◆ **Tasks**
1. In the article about Lopez, how many years did he work as a skycap at Midway International Airport?
2. Write the next few paragraphs of the article about Lopez, picking up after its last sentence.

◆ **Source**
=-=-=

Lopez laughed at that, in part because it's not as if he needed a reminder to be humble. Before he was elected alderman in the April 7 runoff, he worked 12 years as a skycap at Midway International Airport.

"You can't get any more blue collar than that," he said.

He quit the post in January, resolving, "If I need to be all in, I need to be all in." It's a lesson he'd learned four years ago, when he lost in a runoff to incumbent Ald. Toni Foulkes (15th).

Lopez, though, followed that defeat by winning election the following year as the 15th Ward Democratic committeeman. He moved to remain in the ward's shifting boundaries with the most recent remap, even as Foulkes began eyeing a switch to the 16th Ward, a shift she completed with her own victory in that ward's runoff election earlier this month.

"I stayed and did the work that needed to be done," Lopez said. "Toni Foulkes stepped out."

If Lopez sounded bitter at that, he said it's a sentiment shared by many voters in the 15th Ward.

"The ward did suffer for 2½ years without anyone paying significant attention," he said.

Asked if he would find it uncomfortable to sit next to Foulkes in the City Council, Lopez said, "No comment."

Yet there's no denying he's a different breed of politician than Foulkes, a member of the Progressive Reform Caucus who is not shy about siding against Mayor Rahm Emanuel and the political powers that be.

By contrast, Lopez described himself as a political "hybrid," with the "leanings" of a Democratic Party regular but with the "independent streak" of someone devoted above all to his neighborhood.

"I'm a neighborhood person," Lopez said. "We have to absolutely make sure that our neighborhoods are taken care of."

He said the top issue in the 15th Ward is public safety and street violence, adding, "We have to be able to have people feel safe in their own neighborhoods, and they haven't for years."

Lopez said, "I'd like to see some definite changes" in community policing, which he said had devolved into "more of a gripe session" since it lost much of its federal funding years ago. And he did buck Emanuel's stated campaign position by backing the hiring of 1,000 additional police officers.

Lopez pointed to the $71 million budgeted for police overtime this year.

"Obviously, our officers are OT'd to the max right now," he said. "It's about their mental state as they go out and work six, seven days in a row. They need a break.

"If we expect them to be polite and engaged, they need a rest," he said.

Yet otherwise Lopez had praise for Emanuel, in that he hadn't gotten the credit for neighborhood improvements such as the resurfacing of Western and Ashland avenues on the South Side, because he hadn't slapped his name all over signs touting the projects the way his predecessor, Mayor Richard M. Daley, had.

=-=-=

◆ **Recorded information**
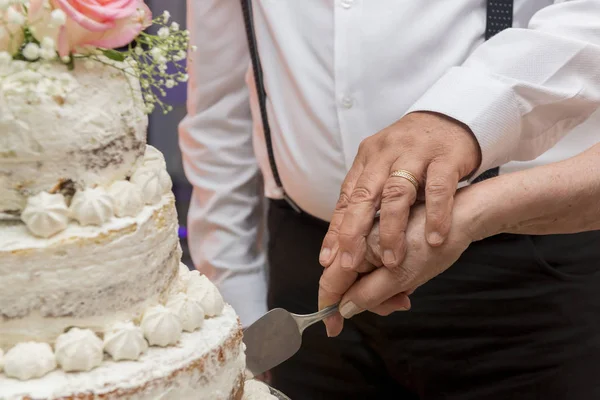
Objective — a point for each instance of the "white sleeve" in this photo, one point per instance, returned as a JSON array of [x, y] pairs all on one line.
[[524, 89], [225, 215]]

=-=-=

◆ **Outputs for the tasks**
1. 12 years.

2.
"Believe it or not, I think the mayor does maintain the neighborhoods. I just don't think he publicized it in the way people are used to," Lopez said. "That should have been a huge credit to him, which it was. But nobody associated him with getting that done in the neighborhood."

That would appear to disqualify him from joining the Progressive Reform Caucus, the more confrontational faction in the City Council, but he held back from joining the rival Paul Douglas Alliance as well.

"I have said that I will hold off joining any of those caucuses until I see what value they have for my ward," Lopez said. "I don't want to be pigeonholed into one group or another."

That even goes for the Hispanic Caucus and the gay caucus that has been proposed by Ald. Tom Tunney (44th), now that the council includes gays and lesbians such as Aldermen James Cappleman (46th) and Deb Mell (33rd), as well as Aldermen-elect Carlos Ramirez-Rosa (35th) and Lopez.

"I'm actually the first elected gay Latino anything in the state," he said, pointing to his office as Democratic committeeman. But again he emphasized he has to first determine "there's a benefit to my ward" before joining forces with any of those caucuses.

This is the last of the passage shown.